▶ GOAL OF THE EXERCISE
Those lines of the records that contain "jacket" are to be located and copied.

-*-

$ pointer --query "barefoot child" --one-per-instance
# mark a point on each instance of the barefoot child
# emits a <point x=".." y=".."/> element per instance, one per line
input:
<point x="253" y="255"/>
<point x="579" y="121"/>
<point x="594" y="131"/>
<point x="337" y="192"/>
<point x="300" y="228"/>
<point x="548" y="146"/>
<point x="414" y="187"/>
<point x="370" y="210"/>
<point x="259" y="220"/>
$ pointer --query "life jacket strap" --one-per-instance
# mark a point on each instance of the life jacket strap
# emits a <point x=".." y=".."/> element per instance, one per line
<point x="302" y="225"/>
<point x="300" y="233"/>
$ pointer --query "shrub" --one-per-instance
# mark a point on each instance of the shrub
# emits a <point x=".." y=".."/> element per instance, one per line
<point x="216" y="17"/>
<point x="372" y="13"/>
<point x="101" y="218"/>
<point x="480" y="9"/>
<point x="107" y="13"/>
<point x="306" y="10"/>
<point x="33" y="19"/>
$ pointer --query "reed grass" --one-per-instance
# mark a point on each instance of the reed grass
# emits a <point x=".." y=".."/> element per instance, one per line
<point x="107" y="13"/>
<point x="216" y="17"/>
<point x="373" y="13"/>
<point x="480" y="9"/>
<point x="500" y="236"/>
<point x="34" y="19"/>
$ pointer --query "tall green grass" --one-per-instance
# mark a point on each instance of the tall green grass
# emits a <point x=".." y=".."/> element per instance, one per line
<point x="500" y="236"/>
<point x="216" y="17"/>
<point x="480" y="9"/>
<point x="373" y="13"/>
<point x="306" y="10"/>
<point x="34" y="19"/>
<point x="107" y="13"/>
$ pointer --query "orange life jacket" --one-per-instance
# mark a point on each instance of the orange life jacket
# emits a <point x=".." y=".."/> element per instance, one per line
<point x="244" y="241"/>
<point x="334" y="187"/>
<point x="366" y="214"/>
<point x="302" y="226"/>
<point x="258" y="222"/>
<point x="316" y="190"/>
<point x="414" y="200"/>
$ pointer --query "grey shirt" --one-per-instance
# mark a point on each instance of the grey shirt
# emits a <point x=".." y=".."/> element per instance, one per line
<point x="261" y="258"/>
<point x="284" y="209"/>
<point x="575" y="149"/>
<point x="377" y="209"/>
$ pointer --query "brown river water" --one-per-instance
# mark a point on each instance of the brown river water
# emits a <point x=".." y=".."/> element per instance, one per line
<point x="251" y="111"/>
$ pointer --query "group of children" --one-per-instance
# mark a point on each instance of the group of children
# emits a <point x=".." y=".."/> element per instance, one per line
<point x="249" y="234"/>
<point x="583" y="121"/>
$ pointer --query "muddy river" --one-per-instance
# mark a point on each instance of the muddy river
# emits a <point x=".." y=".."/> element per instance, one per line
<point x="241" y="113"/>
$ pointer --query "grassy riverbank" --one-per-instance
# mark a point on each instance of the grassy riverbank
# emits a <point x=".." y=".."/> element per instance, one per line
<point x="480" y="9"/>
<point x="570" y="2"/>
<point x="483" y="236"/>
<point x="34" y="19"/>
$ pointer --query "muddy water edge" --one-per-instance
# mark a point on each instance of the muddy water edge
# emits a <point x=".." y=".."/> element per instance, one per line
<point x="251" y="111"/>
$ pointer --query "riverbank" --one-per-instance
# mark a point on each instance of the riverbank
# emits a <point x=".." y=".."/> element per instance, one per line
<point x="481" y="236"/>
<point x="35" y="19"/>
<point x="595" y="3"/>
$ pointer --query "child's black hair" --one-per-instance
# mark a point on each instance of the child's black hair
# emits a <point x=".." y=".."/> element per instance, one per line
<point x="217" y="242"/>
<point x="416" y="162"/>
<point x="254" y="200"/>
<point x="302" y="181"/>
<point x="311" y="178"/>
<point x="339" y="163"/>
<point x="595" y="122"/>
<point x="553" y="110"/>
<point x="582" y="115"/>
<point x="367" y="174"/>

-*-

▶ SOLUTION TO THIS TASK
$ pointer --query "life jacket strap" --one-per-instance
# mark a point on each instance of the life jacket strap
$ pointer --query "orange life jacket" --one-per-instance
# mark a point on each instance of the orange life jacket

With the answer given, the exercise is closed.